Labeling and segmentation records
+--

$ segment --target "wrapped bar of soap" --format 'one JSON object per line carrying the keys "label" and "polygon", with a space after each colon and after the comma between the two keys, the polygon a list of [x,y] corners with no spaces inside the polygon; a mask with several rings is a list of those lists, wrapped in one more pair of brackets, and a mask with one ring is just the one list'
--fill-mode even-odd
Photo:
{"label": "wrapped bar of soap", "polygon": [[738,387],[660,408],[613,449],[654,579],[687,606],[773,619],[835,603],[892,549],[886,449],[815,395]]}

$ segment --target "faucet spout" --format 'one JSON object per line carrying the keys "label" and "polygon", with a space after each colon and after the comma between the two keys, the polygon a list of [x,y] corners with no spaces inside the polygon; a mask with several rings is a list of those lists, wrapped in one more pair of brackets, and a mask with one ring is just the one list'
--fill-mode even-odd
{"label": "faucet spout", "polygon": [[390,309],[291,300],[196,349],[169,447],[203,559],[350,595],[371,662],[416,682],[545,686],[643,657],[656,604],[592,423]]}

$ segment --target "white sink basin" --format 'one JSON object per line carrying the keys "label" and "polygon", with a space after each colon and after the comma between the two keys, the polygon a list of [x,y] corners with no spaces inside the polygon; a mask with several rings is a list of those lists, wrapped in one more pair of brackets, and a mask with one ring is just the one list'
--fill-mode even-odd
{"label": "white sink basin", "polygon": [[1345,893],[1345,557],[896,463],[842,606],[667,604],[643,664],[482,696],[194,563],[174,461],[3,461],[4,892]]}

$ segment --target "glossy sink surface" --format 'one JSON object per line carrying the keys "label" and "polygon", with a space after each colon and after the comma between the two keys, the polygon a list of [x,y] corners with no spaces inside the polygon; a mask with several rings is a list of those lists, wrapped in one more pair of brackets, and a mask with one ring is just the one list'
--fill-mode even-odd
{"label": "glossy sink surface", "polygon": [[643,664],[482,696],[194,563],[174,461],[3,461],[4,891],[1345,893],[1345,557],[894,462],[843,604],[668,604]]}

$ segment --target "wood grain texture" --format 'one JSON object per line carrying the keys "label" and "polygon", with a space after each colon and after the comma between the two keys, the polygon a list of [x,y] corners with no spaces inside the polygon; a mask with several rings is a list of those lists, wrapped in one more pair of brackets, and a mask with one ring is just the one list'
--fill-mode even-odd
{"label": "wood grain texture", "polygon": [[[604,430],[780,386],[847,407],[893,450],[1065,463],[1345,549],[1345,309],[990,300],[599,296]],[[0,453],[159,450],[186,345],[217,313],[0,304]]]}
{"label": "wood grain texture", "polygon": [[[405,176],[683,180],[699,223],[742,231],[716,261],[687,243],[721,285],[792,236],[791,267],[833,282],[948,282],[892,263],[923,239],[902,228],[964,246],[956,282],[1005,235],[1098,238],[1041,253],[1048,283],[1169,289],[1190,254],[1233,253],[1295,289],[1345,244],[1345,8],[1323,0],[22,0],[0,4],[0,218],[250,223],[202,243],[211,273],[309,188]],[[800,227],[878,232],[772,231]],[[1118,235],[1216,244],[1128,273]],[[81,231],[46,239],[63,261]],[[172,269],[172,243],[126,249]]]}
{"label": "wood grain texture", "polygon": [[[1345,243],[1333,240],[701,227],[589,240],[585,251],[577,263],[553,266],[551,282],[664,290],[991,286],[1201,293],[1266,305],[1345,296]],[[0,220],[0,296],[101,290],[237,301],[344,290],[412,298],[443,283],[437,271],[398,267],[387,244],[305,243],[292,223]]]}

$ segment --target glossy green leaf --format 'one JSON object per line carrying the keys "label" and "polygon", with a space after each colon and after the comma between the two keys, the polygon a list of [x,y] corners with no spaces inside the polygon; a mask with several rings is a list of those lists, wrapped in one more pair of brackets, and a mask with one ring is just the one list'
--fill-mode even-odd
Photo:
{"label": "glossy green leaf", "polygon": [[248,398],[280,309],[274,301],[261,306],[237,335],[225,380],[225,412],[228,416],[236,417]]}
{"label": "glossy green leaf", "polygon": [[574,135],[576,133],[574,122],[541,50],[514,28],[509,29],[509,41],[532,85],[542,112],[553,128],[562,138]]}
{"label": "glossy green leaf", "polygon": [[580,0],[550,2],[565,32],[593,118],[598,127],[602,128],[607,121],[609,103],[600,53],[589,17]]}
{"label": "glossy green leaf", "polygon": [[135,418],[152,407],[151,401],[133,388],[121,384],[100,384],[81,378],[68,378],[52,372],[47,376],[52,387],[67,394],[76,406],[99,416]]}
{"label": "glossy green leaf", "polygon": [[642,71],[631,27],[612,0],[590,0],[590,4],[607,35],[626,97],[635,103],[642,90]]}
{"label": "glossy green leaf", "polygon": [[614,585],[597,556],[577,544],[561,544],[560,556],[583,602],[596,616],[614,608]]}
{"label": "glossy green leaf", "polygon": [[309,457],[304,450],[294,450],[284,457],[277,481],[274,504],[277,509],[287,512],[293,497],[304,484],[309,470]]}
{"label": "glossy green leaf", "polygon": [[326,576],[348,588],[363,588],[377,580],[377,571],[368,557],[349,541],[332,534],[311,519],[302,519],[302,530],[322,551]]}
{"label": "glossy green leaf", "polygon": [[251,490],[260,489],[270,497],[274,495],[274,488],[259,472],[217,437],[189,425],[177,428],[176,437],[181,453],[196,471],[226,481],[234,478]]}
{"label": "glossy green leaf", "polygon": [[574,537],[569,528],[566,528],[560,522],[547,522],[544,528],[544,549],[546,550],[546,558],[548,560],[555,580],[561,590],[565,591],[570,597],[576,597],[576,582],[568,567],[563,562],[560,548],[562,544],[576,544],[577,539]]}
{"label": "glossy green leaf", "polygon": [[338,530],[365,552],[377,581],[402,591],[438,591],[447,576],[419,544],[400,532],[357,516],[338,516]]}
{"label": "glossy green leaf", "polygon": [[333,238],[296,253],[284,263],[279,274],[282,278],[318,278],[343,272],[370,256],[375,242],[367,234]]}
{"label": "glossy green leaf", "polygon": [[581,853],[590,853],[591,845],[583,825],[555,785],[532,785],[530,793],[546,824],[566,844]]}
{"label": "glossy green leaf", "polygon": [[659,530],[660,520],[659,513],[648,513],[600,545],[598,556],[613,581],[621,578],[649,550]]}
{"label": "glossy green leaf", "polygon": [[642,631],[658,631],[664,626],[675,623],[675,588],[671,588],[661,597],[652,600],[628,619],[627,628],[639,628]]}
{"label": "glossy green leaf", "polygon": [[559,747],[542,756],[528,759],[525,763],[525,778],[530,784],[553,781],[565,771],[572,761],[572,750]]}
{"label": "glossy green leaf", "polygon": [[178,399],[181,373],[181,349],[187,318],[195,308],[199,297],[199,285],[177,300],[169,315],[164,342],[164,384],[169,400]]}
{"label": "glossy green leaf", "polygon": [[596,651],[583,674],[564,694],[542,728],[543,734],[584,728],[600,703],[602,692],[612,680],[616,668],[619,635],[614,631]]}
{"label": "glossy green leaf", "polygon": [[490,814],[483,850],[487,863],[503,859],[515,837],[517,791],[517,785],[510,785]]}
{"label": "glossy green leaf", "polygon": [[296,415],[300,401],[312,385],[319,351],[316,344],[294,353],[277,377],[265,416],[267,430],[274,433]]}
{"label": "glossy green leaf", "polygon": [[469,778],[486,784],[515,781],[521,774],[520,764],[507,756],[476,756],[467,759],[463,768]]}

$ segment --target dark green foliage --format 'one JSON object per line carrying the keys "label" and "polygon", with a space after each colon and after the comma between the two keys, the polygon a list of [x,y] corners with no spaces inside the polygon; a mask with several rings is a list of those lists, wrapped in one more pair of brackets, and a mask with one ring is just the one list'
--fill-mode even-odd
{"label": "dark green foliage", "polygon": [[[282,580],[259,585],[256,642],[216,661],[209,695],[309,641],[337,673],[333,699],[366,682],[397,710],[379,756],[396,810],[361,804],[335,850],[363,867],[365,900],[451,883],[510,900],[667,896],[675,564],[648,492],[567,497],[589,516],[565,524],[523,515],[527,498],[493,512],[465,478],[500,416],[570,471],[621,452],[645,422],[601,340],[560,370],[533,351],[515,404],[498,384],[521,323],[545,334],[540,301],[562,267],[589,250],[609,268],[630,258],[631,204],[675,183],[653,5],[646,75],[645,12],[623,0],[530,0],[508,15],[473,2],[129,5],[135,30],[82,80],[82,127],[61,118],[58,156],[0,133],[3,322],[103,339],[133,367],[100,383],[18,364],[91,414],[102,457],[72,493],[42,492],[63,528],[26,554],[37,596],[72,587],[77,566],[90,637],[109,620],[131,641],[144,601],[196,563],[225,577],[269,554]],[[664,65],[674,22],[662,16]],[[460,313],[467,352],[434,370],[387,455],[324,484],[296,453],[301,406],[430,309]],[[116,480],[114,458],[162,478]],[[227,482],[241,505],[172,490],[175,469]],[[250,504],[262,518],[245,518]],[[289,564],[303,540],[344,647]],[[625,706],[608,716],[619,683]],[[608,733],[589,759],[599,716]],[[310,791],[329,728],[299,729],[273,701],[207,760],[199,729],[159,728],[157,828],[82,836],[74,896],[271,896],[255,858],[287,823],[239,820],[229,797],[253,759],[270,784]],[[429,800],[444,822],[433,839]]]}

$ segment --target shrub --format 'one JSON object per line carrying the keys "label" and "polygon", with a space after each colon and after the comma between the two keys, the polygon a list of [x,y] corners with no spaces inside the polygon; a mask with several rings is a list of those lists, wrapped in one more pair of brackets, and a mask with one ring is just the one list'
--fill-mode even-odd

+--

### WHAT YOU WILL DO:
Lay out as a numbered list the lines of the records above, starting with the line containing "segment --target shrub" and ending with the last line of the records, both included. Omit blank lines.

### ANSWER IN FULL:
1. $ segment --target shrub --format 'one JSON object per line carrying the keys "label" and "polygon", with a space after each colon and after the comma between the two keys, the polygon a list of [x,y] corners with no spaces inside the polygon; a mask with several rings is a list of those lists, wrapped in one more pair of brackets, and a mask with one ring is just the one list'
2. --fill-mode even-odd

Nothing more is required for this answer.